QUESTIONS =
1. Decide whether each statement agrees with the cognitive psychology notes below. For each, answer yes or no and quote the exact words from the notes that decide it.
(a) Process models usually use boxes for specific processes and arrows for the connections between them.
(b) The multiple resource model consists of four dimensions.
(c) During behaviorism, psychology was dominated by experiments on how behavior is affected by rewards and punishments.
2. Extend the cognitive psychology notes below past their final line on neurons, keeping their bulleted study-note style.

SOURCE DOCUMENT =
——
A scientific revolution, therefore, involves a paradigm shift.
- The paradigm shift from behaviorism to the cognitive approach provided a new way to look
at behavior.
o During behaviorism, behavior was considered an end in itself. Psychology was
dominated by experiments studying how behavior is affected by rewards and
punishments.
o The cognitive paradigm allow any consideration of the mind’s role in creating
behavior.
Modern research in cognitive psychology
- Models are representations of structures or processes that help us visualize or explain the
structure or process.
- Two kinds of models:
o Structural models: represent structures in the brain that are involved in specific
functions.
Structures can also be represented by diagrams that don’t resemble the
structure itself but that instead indicate how different areas of the brain are
connected.
o Process models: illustrate how a process operates.
With boxes usually representing specific processes and arrows indicating
connections between processes.
o Resource models: closely related to process models, but focus on the mental “effort”
or the “resources” that these processes require.
When a process uses a lot of effort or can only obtain this effort from a
limited resource, a capacity problem can arise leading to ineffective
functioning of the process.
Processes often share resources and therefor have to compete for them.
E.g. doing multiple things at the same time.
Cognitive psychologists in the 1970s discovered however, that some
tasks can be done simultaneously while other suffer when done at
the same time multiple resource model.
o Consists of three dimensions
1. Stages of processing dimension, distinguishing
between perception and cognition processes on the
one hand and responding on the other.
2. Codes of processing dimension, indicating that
spatial activities require different resources than
verbal/linguistic activities.
3. Modalities dimension, indicating that auditory
perception uses different resources than visual
perception.
o According to this model: “the extent that two tasks use
different levels along each of the three dimensions,
timesharing will be better”.
Chapter 2: Cognitive neuroscience
Levels of analysis
- Cognitive neuroscience: the study of the physiological basis of cognition.
- Levels of analysis refers to the idea that a topic can be studied in a number of different ways,
with each approach contributing its own dimension to our understanding.
Neurons: basic principles
- Neurons: create and transmit information about what we experience and know.
——
GIVEN INFORMATION =
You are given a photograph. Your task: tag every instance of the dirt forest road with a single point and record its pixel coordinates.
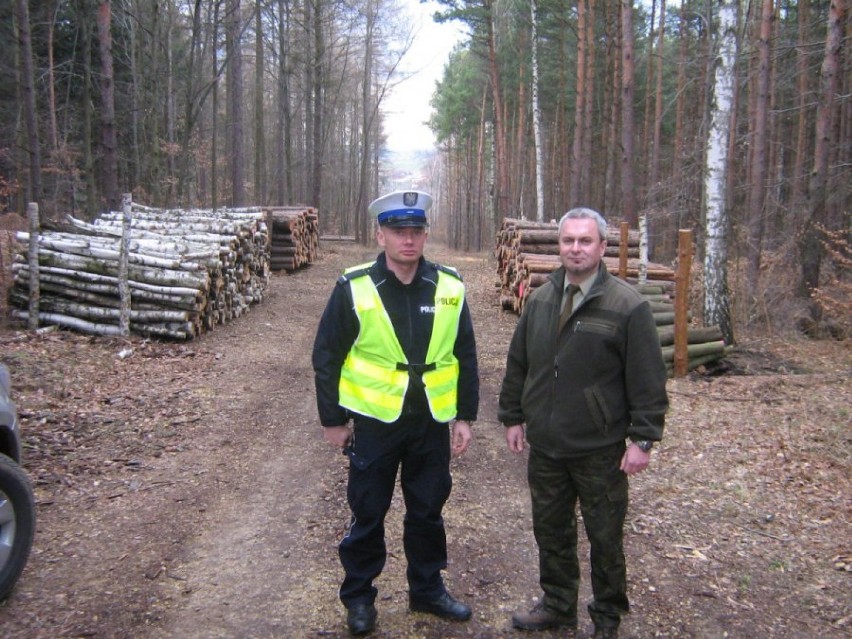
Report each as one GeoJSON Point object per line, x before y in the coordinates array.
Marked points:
{"type": "Point", "coordinates": [185, 490]}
——
WRITTEN ANSWERS =
1.
(a) Yes: "With boxes usually representing specific processes and arrows indicating connections between processes."
(b) No: "Consists of three dimensions"
(c) Yes: "Psychology was dominated by experiments studying how behavior is affected by rewards and punishments."

2.
- Ramon y Cajal discovered that the individual unitis called neurons were the basic building
blocks of the brain. This was the centerpiece of neuron doctrine – the idea that individual
cells transmit signals in the nervous system, and that these cells are not continuous with
other cells as proposed by the nerve net theory.
- Basic parts of a neuron:
o Cell body: the metabolic center of the neuron; it contains mechanisms to keep the
cell alive.
o Dendrites: branch out from the cell body; receive signals from other neurons.
o Axon / nerve fibers: transmit signals to other neurons.
o
- Conclusion about neurons found by Cajal:
o 1) There is a small gap between the end of an neuron’s axon and the dendrites or cell
body of another neuron synapse.
o 2) Neurons are not connected indiscriminately to other neurons but form
connections only to specific neurons. This forms groups of interconnected neurons,
which together form neural circuits.
o 3) In addition to neurons in the brain, there are also neurons that are specialized to
pick up information from the environment, such as neurons in the eye, ear, and skin.
These neurons, called receptors, are similar to brain neurons in that they have an
axon, but they have specialized receptors that pick up the information from the
environment.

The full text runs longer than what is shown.